Boundary labeling items:
● ● ● ●
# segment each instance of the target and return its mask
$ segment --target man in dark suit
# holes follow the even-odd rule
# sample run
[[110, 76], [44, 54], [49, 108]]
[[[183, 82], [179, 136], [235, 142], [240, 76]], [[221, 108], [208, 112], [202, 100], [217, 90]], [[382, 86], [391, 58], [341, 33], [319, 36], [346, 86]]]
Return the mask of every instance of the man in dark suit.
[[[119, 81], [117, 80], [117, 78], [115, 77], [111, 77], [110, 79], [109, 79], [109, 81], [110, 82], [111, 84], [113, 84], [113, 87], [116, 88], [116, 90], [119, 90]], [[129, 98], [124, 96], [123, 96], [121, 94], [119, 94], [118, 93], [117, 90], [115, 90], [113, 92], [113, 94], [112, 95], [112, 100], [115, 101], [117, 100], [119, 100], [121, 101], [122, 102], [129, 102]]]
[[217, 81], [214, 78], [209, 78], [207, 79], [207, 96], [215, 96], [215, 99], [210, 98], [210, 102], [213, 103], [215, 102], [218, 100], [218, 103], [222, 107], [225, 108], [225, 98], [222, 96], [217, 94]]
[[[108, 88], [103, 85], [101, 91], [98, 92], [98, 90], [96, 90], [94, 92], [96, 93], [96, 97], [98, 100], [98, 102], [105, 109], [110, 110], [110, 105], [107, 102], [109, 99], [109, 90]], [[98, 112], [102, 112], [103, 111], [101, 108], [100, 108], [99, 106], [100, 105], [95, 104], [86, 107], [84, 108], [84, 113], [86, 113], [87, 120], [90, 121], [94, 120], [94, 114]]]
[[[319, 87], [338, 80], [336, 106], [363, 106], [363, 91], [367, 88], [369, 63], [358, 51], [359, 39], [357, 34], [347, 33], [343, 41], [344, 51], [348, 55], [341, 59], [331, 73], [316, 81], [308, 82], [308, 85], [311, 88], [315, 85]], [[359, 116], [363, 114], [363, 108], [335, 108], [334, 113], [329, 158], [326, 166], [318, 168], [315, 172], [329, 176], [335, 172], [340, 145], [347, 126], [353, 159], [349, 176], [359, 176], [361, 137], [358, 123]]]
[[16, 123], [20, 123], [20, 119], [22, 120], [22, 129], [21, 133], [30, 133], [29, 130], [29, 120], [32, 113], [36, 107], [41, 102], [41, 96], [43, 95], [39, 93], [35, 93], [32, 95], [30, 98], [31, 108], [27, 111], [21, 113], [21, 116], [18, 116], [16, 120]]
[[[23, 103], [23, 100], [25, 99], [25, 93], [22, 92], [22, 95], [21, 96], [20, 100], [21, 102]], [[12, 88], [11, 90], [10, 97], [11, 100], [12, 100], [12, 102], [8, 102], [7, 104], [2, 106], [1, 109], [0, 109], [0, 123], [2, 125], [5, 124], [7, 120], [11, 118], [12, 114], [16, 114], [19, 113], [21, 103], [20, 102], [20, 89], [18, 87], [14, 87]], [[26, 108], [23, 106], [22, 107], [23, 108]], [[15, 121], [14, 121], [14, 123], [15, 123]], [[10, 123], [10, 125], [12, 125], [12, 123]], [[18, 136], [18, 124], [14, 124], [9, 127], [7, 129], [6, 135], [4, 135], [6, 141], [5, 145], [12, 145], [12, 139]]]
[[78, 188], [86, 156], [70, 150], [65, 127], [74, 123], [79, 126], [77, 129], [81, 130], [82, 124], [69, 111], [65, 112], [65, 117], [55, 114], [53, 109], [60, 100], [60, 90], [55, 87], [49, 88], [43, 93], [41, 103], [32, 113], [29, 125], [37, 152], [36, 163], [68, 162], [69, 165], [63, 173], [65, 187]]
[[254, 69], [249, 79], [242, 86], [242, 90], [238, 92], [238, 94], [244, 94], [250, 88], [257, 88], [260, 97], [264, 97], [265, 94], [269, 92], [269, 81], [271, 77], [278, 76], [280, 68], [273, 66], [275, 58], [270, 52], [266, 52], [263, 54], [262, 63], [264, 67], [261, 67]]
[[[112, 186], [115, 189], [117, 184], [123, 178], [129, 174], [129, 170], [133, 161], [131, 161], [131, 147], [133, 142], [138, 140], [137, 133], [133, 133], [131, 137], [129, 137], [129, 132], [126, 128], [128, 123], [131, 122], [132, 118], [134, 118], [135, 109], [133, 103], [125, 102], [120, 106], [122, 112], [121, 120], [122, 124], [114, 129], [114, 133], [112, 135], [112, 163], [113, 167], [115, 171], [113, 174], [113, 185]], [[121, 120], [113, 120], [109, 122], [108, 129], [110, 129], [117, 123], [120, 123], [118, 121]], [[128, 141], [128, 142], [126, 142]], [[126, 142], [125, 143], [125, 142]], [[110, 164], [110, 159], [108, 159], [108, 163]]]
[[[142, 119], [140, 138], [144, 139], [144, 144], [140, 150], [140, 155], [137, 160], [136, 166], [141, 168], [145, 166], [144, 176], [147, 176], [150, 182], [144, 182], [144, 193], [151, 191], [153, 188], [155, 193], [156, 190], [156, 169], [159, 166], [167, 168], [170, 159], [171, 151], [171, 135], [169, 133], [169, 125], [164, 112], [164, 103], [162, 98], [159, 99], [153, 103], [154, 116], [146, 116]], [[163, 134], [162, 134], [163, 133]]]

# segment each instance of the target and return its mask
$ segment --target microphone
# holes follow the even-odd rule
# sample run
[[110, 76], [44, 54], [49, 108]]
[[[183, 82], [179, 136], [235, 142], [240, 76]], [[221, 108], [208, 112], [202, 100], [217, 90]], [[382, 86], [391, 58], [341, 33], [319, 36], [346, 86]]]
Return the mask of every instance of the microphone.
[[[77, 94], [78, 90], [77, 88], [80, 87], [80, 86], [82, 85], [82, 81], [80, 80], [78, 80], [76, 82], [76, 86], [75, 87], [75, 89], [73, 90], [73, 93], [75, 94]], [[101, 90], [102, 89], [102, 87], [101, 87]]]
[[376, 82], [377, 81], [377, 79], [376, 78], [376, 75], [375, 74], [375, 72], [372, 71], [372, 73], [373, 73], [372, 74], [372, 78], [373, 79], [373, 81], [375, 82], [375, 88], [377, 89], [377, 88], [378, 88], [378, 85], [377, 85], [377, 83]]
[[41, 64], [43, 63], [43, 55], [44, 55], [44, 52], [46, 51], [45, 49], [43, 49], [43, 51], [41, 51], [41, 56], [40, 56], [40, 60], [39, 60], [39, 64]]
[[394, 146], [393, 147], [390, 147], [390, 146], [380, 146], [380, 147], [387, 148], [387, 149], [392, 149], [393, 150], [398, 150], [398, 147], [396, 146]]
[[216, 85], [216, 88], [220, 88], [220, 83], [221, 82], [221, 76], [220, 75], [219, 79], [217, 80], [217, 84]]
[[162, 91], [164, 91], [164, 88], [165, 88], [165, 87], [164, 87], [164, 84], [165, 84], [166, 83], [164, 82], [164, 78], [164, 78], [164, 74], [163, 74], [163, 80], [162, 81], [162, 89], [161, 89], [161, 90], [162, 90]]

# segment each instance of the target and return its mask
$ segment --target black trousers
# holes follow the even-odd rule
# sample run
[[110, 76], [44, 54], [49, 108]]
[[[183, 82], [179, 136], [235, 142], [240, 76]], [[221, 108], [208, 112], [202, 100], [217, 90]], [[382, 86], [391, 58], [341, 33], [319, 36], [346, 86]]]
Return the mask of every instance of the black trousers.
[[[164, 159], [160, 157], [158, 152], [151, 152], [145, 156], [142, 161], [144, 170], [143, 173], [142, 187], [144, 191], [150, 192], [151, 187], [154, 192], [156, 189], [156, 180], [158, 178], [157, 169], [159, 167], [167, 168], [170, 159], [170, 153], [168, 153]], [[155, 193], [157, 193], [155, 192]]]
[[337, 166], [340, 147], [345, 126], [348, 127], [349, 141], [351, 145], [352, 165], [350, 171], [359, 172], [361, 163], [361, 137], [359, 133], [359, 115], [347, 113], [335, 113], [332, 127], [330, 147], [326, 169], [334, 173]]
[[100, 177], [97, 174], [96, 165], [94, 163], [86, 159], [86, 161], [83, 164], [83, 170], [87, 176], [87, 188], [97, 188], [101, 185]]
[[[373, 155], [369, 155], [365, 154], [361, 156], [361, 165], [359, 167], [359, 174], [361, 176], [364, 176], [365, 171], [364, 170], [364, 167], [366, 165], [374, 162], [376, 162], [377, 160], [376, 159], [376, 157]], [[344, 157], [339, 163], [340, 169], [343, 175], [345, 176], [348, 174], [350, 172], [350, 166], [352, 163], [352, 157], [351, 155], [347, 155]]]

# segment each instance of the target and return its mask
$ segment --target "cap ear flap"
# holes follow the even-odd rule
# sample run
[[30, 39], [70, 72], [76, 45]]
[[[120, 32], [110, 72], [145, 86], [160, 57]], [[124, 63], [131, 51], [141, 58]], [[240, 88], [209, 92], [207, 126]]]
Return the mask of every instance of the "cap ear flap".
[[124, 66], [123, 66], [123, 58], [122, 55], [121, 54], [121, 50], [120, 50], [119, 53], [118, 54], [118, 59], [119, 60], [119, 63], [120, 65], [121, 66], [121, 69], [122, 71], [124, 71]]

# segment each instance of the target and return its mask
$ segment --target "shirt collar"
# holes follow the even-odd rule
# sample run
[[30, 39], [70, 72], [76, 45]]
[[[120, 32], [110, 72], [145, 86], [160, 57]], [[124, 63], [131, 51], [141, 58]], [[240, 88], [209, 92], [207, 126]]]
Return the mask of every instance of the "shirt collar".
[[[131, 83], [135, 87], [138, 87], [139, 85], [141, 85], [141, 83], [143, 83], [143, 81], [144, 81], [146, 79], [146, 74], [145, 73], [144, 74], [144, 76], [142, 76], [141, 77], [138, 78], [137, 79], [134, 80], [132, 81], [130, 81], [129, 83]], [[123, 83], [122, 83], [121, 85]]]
● ● ● ●
§ **Job**:
Count how many of the lines above contain the word "trousers". Reply with the number alone.

§ **Task answer**:
2